Keep every line in which "paved" occurs and drop the rest of the data.

** Records supplied follows **

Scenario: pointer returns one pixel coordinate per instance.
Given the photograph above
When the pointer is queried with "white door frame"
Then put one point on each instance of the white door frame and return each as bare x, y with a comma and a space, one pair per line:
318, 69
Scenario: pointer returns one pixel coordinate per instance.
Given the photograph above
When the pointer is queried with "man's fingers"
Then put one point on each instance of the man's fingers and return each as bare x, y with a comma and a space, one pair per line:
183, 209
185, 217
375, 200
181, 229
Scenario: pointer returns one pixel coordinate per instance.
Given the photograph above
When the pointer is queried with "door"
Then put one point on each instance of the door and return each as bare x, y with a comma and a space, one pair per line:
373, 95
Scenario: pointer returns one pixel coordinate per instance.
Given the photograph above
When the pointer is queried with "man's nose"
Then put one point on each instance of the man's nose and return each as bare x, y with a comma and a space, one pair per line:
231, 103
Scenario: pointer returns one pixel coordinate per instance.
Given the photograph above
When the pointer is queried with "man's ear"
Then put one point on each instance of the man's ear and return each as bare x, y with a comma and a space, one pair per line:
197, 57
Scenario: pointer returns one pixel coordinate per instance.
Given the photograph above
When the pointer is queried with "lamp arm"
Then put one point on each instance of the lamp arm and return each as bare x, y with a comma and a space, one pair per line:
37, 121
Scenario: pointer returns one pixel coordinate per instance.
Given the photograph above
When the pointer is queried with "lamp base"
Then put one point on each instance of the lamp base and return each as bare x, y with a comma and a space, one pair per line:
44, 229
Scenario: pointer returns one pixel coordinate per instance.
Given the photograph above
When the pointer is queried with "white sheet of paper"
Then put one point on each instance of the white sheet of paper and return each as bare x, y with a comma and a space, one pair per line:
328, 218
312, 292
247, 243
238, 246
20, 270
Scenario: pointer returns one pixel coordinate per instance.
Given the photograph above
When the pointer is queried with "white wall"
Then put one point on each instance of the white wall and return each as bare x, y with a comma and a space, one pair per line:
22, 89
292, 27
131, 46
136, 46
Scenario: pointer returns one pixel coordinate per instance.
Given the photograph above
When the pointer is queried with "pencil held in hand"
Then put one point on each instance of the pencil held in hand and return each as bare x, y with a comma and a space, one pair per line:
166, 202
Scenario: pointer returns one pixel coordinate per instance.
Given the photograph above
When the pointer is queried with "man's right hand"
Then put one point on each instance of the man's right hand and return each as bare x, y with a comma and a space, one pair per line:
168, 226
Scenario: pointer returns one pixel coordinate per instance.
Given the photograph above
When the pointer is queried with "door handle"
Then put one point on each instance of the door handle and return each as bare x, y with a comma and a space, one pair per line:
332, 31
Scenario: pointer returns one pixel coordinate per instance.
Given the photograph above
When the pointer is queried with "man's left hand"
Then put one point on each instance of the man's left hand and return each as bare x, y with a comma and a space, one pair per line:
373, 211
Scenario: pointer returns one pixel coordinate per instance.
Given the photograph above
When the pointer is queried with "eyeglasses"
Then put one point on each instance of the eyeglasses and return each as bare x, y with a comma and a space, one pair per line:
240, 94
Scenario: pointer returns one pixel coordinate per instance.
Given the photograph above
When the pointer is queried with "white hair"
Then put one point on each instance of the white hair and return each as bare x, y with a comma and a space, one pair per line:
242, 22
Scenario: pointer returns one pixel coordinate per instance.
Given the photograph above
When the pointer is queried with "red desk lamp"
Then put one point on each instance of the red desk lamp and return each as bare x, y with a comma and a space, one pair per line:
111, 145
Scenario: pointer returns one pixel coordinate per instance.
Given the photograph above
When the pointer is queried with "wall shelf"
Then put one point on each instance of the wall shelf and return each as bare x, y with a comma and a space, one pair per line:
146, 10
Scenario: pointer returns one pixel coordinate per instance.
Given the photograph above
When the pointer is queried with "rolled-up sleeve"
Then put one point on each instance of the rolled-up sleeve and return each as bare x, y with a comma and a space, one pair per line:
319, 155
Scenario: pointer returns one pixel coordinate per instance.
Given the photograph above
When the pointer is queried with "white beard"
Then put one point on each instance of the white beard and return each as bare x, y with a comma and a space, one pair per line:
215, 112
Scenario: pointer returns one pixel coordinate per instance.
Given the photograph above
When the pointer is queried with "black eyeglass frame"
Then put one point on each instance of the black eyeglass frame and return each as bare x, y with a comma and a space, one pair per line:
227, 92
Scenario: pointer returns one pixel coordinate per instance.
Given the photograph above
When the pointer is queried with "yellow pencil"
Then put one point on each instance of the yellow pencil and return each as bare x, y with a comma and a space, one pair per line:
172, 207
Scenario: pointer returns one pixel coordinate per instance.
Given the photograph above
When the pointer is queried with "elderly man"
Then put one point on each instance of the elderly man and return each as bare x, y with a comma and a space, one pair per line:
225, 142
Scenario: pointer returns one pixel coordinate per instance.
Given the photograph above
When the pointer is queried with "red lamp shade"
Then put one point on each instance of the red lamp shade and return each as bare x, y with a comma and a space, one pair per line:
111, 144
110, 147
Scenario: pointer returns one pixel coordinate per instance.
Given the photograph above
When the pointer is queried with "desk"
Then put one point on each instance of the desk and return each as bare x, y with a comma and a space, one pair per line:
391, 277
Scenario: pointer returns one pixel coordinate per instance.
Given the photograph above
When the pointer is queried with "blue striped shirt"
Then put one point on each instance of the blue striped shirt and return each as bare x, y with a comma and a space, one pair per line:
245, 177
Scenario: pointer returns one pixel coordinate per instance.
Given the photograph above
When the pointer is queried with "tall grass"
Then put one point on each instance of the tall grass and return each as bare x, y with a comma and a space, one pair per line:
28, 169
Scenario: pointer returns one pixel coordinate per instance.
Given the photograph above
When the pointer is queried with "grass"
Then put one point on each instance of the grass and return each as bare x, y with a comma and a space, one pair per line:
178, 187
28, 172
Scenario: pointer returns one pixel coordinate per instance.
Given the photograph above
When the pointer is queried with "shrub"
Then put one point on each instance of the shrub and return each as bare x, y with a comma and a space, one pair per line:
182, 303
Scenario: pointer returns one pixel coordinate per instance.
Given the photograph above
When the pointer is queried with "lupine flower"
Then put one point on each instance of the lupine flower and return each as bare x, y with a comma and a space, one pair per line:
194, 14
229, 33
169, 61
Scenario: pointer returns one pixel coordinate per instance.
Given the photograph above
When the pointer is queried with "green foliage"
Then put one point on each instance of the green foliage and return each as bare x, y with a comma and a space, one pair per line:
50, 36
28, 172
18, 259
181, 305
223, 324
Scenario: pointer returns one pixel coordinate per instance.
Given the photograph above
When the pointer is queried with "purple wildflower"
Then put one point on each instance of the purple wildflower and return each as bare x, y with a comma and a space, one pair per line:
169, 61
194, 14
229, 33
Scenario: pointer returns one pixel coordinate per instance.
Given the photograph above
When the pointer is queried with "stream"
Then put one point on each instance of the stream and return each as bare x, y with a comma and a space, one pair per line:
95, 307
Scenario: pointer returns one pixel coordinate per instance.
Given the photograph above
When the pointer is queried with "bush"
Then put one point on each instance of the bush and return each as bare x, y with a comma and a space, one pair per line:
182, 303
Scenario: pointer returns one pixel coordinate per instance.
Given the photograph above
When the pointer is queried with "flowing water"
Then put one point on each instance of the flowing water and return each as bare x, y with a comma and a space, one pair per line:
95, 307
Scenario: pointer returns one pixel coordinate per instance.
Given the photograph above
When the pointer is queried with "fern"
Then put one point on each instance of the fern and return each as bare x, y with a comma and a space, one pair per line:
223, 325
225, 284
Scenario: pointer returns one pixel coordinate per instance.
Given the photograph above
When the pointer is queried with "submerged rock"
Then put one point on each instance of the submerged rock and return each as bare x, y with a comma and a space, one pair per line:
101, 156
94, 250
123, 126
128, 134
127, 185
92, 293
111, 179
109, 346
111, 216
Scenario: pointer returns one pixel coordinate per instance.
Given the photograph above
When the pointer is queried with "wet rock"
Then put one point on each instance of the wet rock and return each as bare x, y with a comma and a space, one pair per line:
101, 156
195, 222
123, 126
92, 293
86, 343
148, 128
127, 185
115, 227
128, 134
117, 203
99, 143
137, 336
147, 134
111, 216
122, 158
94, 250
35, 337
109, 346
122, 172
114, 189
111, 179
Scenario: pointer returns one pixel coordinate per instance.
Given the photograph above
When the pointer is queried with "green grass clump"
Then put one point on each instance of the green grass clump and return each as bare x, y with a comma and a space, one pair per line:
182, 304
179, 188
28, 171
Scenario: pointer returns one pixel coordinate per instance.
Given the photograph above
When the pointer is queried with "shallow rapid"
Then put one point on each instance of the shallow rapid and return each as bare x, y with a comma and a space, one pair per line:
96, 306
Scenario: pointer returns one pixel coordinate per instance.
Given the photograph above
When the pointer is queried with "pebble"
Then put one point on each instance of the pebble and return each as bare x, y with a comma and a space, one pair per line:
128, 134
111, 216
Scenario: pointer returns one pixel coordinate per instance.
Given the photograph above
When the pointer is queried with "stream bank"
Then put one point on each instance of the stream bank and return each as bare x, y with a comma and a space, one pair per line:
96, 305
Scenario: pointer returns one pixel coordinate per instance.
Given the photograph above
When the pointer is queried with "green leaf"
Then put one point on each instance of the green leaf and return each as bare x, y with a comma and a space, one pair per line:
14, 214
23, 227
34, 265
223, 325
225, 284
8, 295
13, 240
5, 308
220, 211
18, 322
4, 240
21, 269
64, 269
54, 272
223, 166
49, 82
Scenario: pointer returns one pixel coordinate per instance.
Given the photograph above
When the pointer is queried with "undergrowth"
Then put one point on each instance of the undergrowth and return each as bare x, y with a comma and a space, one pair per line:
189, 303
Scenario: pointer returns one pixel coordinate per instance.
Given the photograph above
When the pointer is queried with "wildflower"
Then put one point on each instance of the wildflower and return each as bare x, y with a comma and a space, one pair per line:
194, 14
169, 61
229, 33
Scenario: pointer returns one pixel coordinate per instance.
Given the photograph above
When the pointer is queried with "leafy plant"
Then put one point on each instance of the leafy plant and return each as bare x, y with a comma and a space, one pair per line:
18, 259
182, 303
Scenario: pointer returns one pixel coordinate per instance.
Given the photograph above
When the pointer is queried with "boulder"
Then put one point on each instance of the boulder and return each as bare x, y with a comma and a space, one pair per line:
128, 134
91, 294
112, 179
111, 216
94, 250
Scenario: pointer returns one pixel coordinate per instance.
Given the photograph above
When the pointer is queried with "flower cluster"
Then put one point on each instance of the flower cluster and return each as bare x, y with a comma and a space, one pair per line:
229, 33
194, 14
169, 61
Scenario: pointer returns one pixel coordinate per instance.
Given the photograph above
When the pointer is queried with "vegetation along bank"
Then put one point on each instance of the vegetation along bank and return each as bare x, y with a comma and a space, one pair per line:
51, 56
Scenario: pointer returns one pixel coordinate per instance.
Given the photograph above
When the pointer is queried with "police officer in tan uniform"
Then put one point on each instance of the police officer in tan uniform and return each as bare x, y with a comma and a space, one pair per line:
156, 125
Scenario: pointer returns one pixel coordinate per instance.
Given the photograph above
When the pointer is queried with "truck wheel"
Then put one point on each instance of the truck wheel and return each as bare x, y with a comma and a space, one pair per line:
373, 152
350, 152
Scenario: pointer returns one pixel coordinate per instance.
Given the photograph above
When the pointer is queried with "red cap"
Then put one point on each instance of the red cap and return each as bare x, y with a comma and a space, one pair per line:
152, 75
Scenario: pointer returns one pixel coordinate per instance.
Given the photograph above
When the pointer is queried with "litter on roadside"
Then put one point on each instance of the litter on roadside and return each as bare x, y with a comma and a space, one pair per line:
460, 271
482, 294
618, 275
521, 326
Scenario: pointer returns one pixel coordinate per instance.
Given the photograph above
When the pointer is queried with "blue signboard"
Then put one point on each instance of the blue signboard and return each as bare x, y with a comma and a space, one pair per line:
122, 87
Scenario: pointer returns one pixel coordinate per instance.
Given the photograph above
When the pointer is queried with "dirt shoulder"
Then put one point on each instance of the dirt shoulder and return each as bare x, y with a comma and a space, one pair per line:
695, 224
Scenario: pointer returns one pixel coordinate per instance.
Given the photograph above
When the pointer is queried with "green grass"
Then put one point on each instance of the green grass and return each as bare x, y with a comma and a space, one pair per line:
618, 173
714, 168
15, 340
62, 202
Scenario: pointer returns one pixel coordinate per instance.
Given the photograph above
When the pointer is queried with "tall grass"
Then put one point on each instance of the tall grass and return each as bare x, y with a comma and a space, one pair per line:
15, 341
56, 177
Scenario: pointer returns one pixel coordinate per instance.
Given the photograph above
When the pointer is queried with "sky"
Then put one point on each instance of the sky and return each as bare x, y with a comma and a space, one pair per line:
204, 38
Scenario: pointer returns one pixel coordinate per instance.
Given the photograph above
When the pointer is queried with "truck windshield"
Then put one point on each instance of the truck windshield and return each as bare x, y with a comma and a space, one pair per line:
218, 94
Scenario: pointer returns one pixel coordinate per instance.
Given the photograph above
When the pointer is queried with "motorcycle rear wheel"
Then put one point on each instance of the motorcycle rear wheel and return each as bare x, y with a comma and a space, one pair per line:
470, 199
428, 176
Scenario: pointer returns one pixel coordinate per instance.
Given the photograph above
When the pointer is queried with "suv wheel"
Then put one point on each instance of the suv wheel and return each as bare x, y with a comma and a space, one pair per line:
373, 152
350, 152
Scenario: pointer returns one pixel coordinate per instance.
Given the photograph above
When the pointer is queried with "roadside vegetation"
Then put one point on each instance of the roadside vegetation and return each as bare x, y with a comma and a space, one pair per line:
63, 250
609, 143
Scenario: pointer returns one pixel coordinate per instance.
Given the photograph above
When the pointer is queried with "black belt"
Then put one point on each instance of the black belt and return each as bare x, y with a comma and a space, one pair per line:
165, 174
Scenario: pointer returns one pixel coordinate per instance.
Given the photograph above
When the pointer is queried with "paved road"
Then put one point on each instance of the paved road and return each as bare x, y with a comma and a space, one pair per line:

** End of Records supplied **

# Answer to the exercise
When the pointer is queried with "paved road"
Then put one point on each instance of the paved road and return each as bare x, y with a comma and a space, one pair per line:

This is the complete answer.